# EXERCISE
In the records below, which lines include "plaid"? Copy them.
***
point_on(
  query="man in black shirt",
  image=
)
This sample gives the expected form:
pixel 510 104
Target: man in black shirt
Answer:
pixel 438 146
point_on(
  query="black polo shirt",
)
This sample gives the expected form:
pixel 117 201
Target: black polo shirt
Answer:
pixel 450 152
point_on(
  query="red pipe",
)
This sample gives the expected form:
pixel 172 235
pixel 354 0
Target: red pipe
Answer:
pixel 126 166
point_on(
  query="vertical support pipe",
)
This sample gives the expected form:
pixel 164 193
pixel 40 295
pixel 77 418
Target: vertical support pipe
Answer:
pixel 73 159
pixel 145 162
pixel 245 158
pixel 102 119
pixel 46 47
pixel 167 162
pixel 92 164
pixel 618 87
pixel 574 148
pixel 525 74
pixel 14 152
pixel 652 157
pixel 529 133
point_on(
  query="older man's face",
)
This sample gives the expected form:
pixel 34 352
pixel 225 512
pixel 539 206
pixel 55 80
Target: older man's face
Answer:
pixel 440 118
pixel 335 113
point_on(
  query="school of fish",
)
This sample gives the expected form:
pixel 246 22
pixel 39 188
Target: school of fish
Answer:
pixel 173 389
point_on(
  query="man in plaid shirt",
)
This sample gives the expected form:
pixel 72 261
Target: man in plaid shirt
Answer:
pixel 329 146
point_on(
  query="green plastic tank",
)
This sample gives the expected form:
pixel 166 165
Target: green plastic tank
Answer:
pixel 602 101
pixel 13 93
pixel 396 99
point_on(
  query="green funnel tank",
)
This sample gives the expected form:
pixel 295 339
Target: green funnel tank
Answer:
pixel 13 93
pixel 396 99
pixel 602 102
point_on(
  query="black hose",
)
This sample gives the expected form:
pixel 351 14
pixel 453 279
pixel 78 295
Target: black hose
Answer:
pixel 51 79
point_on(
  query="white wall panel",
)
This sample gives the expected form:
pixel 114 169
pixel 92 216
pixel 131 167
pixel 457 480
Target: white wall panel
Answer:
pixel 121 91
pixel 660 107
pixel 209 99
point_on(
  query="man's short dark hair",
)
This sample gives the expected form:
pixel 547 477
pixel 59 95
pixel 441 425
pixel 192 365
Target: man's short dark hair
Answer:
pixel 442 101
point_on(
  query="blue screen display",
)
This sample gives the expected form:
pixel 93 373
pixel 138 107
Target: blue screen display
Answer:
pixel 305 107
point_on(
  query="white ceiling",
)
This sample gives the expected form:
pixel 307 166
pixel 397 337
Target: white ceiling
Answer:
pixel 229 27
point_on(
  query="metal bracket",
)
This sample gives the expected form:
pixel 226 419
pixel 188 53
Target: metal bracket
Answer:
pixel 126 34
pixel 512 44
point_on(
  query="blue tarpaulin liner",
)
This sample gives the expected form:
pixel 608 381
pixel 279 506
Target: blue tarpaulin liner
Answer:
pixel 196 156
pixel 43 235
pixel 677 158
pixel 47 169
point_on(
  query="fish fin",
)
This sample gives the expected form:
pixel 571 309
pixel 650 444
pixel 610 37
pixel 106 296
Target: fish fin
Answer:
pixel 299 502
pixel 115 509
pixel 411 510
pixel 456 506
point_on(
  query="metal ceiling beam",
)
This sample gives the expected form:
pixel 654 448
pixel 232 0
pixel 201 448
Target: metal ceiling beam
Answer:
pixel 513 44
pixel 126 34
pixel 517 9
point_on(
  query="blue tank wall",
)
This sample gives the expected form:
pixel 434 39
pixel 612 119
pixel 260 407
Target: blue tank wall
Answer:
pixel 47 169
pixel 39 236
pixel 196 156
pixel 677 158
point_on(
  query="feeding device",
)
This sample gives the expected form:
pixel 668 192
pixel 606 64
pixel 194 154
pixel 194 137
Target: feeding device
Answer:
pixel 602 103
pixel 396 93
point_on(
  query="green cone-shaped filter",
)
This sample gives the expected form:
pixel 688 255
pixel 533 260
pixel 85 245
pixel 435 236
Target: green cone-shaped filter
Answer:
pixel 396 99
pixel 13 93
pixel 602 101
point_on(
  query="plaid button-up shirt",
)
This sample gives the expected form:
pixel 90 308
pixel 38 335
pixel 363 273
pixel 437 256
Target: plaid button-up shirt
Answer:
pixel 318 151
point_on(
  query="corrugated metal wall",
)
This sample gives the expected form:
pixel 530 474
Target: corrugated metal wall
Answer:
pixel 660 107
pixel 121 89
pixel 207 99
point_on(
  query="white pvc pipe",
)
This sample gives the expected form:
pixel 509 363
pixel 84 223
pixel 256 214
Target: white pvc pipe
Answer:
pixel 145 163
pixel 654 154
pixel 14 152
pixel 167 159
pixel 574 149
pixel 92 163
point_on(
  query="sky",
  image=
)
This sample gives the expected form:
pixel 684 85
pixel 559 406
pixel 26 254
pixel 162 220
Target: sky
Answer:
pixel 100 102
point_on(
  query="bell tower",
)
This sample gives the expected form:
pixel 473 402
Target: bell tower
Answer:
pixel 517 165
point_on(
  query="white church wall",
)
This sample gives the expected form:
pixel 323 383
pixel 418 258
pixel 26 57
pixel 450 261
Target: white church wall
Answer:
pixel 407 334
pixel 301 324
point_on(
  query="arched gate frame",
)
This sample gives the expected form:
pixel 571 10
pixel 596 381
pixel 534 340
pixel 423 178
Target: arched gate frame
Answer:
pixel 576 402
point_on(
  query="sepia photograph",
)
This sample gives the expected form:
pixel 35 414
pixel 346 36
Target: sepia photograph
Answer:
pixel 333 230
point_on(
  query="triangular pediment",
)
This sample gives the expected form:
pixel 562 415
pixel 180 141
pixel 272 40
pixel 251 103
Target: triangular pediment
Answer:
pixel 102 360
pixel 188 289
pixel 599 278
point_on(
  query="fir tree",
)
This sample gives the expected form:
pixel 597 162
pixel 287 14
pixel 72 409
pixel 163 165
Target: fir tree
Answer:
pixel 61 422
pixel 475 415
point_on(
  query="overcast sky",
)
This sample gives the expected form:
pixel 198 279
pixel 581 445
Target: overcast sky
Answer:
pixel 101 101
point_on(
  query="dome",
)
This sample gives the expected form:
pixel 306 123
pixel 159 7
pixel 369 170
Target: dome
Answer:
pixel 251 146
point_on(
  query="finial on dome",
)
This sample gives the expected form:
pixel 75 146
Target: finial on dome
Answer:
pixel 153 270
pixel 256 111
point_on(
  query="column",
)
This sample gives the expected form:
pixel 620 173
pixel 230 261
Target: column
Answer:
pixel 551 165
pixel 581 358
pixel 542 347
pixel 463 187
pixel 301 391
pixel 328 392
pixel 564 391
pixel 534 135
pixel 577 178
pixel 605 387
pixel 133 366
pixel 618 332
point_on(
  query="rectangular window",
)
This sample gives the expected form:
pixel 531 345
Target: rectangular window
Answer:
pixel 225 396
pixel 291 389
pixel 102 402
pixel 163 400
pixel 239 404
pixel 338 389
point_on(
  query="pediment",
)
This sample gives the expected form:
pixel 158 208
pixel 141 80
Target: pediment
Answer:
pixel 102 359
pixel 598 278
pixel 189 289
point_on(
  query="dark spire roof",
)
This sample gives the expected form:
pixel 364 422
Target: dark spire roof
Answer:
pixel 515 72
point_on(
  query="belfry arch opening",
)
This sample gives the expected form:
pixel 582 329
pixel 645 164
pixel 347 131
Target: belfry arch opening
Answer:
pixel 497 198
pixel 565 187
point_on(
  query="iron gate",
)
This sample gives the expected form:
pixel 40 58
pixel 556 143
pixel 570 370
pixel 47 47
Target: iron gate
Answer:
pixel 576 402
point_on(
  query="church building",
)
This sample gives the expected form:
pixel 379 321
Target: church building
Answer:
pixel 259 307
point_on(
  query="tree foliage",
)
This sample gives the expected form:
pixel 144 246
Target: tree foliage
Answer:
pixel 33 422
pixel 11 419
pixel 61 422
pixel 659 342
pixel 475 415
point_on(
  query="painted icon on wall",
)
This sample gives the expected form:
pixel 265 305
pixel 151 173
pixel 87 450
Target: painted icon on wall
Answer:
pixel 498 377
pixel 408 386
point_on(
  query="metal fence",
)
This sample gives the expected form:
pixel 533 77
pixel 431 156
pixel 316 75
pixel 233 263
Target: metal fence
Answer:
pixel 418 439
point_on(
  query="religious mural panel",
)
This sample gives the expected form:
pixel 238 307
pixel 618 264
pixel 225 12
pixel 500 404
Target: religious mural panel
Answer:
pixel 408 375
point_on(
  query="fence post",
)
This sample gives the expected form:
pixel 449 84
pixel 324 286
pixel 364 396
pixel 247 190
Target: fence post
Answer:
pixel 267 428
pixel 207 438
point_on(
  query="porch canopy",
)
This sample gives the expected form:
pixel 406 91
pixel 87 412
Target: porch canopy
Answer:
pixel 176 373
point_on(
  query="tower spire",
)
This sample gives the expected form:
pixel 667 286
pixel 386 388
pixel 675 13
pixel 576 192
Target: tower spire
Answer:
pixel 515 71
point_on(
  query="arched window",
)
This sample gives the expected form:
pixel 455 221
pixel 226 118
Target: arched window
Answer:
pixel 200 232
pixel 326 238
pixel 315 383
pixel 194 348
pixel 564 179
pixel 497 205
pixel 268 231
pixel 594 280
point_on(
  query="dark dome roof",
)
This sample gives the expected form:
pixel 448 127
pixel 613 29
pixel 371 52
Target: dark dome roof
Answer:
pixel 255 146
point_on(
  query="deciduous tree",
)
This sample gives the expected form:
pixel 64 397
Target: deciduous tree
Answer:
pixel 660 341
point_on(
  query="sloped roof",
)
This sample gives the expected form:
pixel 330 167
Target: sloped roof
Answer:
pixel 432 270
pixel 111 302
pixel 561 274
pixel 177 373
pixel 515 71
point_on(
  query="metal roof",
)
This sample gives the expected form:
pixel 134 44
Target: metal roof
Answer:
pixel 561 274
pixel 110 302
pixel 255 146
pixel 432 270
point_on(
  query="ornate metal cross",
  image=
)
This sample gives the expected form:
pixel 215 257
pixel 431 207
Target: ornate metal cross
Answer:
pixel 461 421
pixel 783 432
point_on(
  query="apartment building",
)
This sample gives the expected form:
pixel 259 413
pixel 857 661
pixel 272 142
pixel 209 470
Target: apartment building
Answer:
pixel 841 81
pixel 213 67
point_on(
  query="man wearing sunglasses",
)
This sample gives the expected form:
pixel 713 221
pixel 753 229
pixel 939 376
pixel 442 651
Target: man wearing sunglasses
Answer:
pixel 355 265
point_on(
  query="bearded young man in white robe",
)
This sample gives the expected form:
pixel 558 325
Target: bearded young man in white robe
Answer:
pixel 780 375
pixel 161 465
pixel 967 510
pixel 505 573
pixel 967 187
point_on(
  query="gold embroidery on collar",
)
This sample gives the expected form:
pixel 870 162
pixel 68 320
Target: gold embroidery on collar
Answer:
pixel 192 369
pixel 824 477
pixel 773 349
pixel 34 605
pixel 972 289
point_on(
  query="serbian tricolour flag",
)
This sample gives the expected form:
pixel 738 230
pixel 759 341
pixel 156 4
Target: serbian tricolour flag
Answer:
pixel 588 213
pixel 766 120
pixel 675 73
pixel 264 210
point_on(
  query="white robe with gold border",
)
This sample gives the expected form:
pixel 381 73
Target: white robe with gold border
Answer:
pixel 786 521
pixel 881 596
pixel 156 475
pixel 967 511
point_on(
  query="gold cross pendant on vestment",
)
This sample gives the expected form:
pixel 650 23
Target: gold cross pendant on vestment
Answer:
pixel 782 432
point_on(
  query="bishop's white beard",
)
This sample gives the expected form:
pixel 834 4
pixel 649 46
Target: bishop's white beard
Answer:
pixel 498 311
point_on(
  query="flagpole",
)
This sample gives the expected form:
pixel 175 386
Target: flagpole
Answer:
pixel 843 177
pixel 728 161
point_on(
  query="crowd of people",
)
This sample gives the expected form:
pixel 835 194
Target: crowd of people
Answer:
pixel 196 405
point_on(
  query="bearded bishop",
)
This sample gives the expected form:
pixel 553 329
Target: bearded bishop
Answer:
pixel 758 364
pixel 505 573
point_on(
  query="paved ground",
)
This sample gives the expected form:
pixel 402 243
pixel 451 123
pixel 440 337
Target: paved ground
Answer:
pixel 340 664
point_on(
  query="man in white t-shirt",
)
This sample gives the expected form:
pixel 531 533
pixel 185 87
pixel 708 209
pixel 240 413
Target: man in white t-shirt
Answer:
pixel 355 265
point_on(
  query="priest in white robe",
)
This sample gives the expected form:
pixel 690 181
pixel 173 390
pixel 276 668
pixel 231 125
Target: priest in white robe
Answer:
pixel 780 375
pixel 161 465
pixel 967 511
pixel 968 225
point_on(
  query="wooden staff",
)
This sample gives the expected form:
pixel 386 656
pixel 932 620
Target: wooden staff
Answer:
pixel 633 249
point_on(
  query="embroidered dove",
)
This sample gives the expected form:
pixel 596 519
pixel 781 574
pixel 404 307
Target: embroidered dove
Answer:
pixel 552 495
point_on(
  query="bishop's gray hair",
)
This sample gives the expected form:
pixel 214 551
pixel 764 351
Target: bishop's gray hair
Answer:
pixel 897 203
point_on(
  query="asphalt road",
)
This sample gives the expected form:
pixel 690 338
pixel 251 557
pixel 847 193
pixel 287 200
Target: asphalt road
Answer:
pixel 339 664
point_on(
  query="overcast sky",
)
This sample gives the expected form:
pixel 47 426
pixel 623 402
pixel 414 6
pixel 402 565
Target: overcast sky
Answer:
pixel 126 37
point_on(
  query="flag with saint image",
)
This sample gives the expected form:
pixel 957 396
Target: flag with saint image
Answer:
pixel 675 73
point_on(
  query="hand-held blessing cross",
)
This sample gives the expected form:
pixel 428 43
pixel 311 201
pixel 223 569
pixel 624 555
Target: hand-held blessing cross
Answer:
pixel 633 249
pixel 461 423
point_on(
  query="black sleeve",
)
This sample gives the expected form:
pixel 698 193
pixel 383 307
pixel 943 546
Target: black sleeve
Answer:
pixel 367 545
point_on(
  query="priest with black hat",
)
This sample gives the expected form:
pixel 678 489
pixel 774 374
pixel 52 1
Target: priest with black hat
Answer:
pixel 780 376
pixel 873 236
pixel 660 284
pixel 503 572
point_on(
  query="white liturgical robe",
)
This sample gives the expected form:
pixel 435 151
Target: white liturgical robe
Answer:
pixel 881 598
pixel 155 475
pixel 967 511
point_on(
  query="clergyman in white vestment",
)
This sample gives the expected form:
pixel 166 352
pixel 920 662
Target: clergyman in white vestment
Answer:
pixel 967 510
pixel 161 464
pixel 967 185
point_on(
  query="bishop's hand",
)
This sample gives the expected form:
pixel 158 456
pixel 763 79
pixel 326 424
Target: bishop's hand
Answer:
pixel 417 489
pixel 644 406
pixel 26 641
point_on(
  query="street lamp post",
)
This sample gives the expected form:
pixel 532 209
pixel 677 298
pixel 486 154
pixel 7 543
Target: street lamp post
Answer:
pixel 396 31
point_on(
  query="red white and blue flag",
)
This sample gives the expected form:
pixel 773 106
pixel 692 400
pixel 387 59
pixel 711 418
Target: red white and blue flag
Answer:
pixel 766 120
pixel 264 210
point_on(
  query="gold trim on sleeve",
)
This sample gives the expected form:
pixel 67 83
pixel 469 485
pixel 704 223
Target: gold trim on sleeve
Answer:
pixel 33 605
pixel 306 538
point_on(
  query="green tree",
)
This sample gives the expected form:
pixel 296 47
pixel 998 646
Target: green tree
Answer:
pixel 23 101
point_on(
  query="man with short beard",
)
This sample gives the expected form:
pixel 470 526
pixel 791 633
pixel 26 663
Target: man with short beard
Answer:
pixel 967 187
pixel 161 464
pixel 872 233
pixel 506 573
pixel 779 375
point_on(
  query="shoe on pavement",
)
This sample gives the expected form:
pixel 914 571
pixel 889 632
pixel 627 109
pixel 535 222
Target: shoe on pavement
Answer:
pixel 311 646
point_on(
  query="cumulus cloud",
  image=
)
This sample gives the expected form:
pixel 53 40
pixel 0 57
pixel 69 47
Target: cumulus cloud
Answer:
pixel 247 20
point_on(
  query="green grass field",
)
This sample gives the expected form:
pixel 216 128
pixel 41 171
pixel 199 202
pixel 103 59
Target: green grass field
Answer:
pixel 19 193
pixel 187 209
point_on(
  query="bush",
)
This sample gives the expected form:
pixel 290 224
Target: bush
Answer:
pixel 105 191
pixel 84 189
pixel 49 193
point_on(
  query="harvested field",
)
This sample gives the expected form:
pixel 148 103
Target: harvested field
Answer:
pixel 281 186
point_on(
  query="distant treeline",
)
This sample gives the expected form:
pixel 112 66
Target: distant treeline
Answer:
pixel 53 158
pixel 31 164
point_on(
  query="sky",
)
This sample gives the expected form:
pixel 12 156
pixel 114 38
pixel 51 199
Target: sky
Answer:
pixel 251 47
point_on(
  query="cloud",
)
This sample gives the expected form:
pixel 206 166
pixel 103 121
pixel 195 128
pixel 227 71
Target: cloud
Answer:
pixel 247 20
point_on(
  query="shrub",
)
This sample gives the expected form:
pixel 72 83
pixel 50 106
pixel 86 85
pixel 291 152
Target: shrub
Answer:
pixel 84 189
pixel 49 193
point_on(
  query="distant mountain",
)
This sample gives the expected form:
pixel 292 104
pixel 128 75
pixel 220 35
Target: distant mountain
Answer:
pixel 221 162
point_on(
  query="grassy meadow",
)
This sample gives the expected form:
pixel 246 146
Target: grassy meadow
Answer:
***
# OUTPUT FOR THIS EXERCISE
  query="man in plaid shirt",
Target: man in plaid shirt
  query="plaid button-up shirt",
Target: plaid button-up shirt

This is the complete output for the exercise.